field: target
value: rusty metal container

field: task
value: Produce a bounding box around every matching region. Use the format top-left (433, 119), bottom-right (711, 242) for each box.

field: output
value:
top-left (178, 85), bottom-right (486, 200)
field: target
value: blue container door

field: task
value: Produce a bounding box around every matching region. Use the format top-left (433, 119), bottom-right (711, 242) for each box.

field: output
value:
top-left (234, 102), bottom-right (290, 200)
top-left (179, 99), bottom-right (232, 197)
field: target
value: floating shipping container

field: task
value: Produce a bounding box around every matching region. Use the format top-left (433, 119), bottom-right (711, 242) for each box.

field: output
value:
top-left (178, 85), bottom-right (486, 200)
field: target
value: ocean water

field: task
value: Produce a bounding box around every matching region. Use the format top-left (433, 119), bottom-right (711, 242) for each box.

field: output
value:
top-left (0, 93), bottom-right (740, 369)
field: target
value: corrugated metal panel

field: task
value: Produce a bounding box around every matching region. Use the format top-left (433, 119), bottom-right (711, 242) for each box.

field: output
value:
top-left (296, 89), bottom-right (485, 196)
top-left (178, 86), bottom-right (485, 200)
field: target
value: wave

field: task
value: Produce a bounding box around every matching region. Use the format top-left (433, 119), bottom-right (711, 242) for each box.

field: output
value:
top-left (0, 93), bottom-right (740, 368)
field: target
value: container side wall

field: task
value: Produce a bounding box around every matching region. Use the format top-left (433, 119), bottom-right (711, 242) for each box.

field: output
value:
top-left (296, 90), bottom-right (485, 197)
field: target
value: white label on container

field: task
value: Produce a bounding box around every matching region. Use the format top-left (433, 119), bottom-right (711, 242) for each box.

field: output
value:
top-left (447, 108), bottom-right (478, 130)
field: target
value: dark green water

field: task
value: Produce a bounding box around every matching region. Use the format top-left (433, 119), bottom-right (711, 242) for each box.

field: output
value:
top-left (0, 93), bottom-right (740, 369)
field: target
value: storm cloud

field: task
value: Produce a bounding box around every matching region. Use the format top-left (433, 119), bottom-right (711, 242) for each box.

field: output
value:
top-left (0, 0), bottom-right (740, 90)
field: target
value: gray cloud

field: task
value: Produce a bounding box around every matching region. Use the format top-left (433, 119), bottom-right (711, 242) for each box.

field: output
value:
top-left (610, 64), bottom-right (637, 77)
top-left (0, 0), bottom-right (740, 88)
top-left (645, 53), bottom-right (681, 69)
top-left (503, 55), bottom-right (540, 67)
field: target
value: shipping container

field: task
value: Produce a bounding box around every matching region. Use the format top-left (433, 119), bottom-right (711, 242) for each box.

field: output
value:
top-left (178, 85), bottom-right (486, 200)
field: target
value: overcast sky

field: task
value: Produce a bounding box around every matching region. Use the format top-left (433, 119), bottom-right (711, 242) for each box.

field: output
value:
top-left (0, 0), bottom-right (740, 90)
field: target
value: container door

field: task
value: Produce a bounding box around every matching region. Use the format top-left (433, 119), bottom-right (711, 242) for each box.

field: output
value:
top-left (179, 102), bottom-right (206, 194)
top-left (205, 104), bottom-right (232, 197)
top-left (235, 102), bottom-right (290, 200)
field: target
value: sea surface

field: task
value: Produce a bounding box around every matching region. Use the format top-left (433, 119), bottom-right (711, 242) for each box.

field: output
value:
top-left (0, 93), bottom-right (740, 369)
────
**Exercise brief**
Gather each line of the records above that contains the string "door", copying every such line in full. Matching is case-sensitive.

**The result**
value: blue container door
value: container door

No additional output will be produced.